-------- SUPPLIED RECORDS
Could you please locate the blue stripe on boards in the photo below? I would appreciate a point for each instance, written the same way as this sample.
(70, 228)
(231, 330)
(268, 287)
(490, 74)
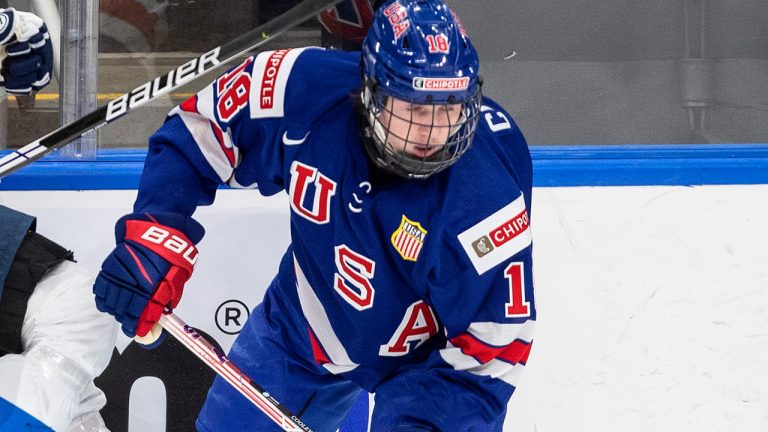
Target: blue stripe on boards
(553, 166)
(357, 419)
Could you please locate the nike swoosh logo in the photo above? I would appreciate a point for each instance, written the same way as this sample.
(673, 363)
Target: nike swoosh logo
(288, 141)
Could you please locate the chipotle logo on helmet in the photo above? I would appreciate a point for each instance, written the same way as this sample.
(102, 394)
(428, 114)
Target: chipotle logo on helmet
(440, 84)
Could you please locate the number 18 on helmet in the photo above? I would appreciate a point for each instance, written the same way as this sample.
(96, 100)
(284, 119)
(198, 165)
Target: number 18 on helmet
(421, 97)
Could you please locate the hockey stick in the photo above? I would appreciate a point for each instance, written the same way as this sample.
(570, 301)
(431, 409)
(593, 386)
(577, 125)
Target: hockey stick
(162, 85)
(234, 376)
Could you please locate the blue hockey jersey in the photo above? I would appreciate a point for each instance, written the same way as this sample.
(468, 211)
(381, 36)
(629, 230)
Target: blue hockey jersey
(422, 284)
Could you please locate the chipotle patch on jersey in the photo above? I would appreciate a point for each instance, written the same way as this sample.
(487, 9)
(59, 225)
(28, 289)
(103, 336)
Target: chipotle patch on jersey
(271, 70)
(498, 237)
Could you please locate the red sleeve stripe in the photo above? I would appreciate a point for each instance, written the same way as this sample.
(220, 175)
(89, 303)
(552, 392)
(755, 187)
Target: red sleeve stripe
(515, 352)
(228, 152)
(318, 352)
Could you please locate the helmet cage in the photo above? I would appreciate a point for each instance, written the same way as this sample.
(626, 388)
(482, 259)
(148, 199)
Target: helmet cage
(417, 52)
(381, 147)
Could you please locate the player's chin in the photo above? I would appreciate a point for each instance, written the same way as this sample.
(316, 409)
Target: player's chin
(422, 151)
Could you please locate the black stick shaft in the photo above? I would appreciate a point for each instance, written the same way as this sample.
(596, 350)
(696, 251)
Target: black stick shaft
(164, 84)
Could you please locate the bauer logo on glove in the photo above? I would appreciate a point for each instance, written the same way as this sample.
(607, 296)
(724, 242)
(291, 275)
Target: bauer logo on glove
(147, 270)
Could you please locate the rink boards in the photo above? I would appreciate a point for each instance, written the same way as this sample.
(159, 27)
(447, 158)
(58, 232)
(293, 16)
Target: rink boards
(651, 301)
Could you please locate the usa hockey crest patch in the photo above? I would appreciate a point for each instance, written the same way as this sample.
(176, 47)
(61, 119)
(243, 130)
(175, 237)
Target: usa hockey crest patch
(408, 239)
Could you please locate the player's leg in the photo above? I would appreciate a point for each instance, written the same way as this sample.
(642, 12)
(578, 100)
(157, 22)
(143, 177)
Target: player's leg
(66, 343)
(319, 398)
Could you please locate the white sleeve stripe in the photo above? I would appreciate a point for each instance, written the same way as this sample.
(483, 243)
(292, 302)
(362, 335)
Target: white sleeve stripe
(269, 79)
(496, 334)
(318, 320)
(499, 369)
(200, 129)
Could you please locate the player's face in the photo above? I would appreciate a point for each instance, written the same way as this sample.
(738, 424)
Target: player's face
(419, 130)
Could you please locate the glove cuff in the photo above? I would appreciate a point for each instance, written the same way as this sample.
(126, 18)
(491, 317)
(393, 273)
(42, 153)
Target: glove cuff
(185, 224)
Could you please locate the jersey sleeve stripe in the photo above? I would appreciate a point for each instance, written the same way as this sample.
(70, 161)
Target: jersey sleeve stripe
(515, 352)
(507, 372)
(320, 324)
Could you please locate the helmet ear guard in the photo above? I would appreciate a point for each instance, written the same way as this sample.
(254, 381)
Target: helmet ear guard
(417, 52)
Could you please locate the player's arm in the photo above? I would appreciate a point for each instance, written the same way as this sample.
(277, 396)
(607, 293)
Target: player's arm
(490, 323)
(214, 138)
(26, 52)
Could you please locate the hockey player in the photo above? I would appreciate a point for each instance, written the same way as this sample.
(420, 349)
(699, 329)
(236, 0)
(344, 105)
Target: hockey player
(53, 340)
(409, 273)
(27, 53)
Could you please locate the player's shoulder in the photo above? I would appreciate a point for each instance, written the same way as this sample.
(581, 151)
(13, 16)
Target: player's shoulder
(487, 199)
(301, 83)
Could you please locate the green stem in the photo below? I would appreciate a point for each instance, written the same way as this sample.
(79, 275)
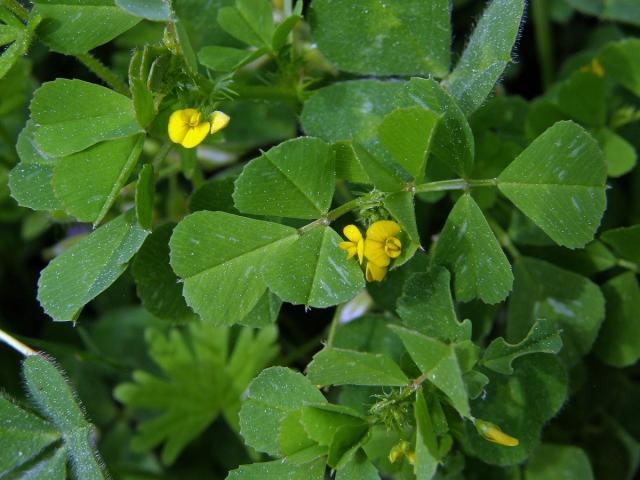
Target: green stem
(455, 184)
(16, 8)
(544, 48)
(266, 92)
(503, 238)
(16, 344)
(628, 265)
(104, 73)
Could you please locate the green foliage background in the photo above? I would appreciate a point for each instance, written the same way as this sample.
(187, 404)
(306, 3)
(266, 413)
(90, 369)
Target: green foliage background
(194, 314)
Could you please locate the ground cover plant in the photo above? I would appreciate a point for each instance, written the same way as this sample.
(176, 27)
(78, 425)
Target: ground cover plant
(372, 239)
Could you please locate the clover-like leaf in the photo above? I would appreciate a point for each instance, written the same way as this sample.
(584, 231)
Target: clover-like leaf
(188, 403)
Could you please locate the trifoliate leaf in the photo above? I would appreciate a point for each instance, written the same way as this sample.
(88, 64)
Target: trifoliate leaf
(439, 365)
(542, 338)
(314, 271)
(202, 378)
(71, 115)
(468, 247)
(220, 258)
(275, 393)
(426, 306)
(394, 37)
(559, 183)
(571, 301)
(89, 267)
(335, 366)
(487, 54)
(301, 178)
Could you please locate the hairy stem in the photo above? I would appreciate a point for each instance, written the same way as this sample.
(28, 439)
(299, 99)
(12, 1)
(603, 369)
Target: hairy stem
(544, 47)
(104, 73)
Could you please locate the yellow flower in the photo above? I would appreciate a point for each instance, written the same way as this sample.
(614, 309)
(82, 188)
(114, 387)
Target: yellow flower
(219, 120)
(355, 245)
(493, 433)
(187, 128)
(595, 67)
(381, 244)
(375, 273)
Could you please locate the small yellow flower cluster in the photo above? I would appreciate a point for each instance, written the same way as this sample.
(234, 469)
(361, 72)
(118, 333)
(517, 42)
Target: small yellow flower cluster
(380, 246)
(494, 434)
(187, 127)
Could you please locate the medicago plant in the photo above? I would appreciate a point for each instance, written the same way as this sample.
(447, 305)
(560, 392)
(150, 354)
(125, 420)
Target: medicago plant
(320, 240)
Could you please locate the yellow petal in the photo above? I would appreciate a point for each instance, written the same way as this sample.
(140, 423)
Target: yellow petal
(374, 251)
(360, 250)
(196, 135)
(374, 273)
(493, 433)
(383, 229)
(219, 120)
(352, 233)
(178, 126)
(350, 247)
(393, 247)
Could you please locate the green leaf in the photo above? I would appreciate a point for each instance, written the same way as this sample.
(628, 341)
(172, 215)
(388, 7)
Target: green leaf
(426, 306)
(141, 93)
(620, 155)
(155, 10)
(453, 143)
(77, 26)
(22, 432)
(617, 343)
(426, 442)
(468, 247)
(19, 37)
(227, 59)
(30, 180)
(571, 301)
(401, 207)
(313, 271)
(347, 440)
(89, 267)
(187, 404)
(71, 115)
(283, 30)
(144, 196)
(273, 395)
(570, 98)
(520, 404)
(322, 423)
(53, 396)
(624, 241)
(559, 183)
(439, 364)
(542, 338)
(89, 182)
(621, 60)
(301, 178)
(281, 470)
(335, 366)
(156, 283)
(562, 462)
(250, 21)
(394, 37)
(349, 110)
(358, 468)
(406, 133)
(487, 54)
(219, 257)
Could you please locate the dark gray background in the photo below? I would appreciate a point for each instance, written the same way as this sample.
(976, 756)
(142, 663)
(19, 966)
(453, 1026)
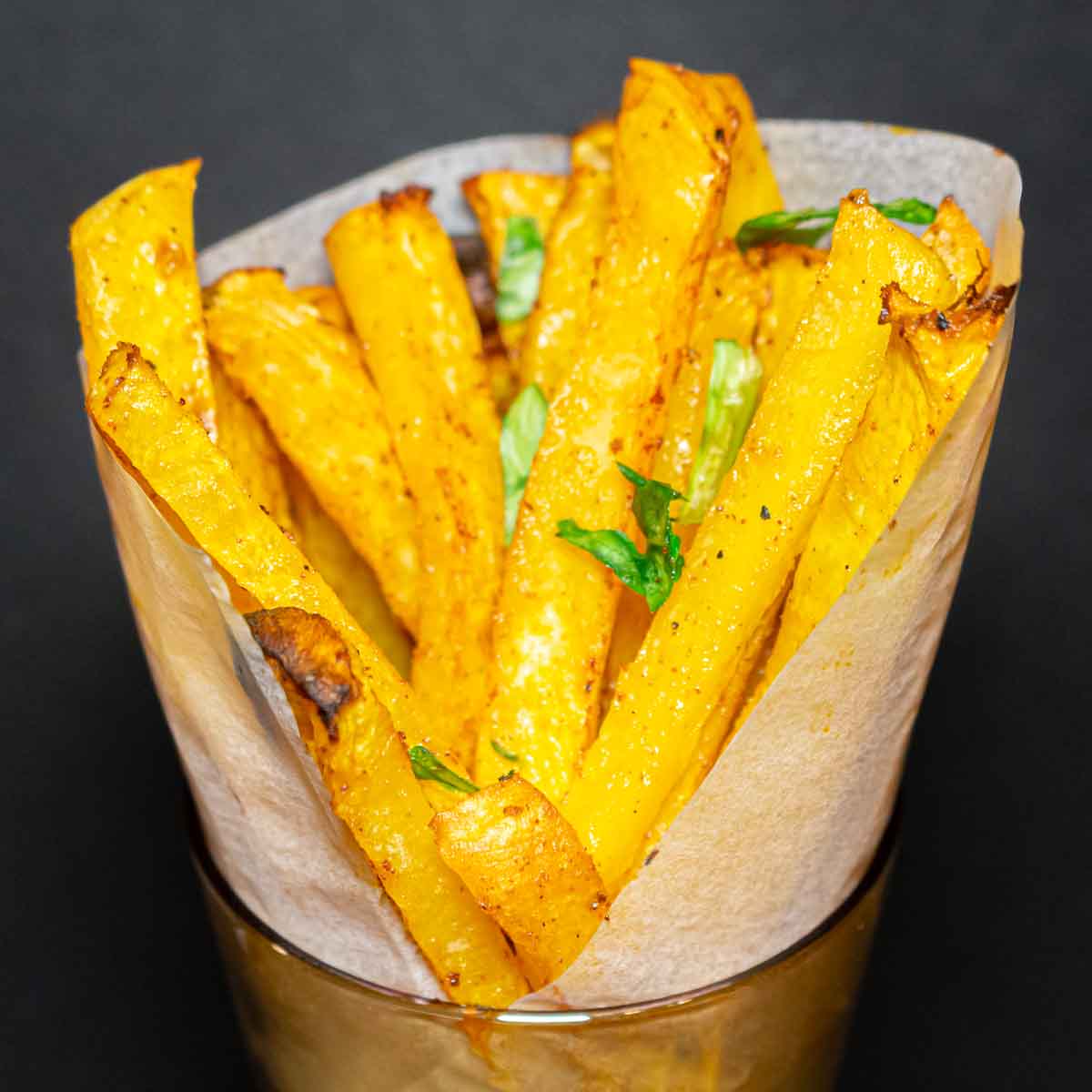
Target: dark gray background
(109, 977)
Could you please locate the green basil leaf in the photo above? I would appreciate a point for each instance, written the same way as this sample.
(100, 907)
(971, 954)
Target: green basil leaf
(789, 227)
(735, 377)
(427, 767)
(503, 752)
(909, 211)
(654, 572)
(651, 506)
(521, 267)
(616, 551)
(520, 434)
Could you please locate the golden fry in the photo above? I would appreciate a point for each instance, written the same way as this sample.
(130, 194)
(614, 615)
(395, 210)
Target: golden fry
(496, 196)
(730, 301)
(188, 475)
(790, 272)
(326, 300)
(593, 146)
(573, 248)
(933, 359)
(748, 543)
(720, 725)
(308, 379)
(244, 437)
(345, 571)
(527, 868)
(753, 188)
(136, 281)
(557, 603)
(956, 240)
(374, 791)
(399, 279)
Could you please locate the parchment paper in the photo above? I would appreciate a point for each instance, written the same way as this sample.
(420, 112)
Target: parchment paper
(791, 814)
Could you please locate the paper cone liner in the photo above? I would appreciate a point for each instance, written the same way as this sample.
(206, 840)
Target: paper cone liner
(790, 817)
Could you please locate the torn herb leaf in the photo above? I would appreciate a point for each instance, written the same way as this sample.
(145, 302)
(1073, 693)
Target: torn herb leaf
----------------
**GIVEN REQUEST**
Reproduce the rows starting at the line containing "Could you please locate the torn" and ending with the last of the rows, substituting "mint" for "herb" and leaving everything else unchanged.

**RESULT**
Could you please locate the torn mint leaf in the photo above? I would appreciate a point for each instance, written the same way as this sample.
(145, 302)
(1073, 693)
Target: torn mint leaf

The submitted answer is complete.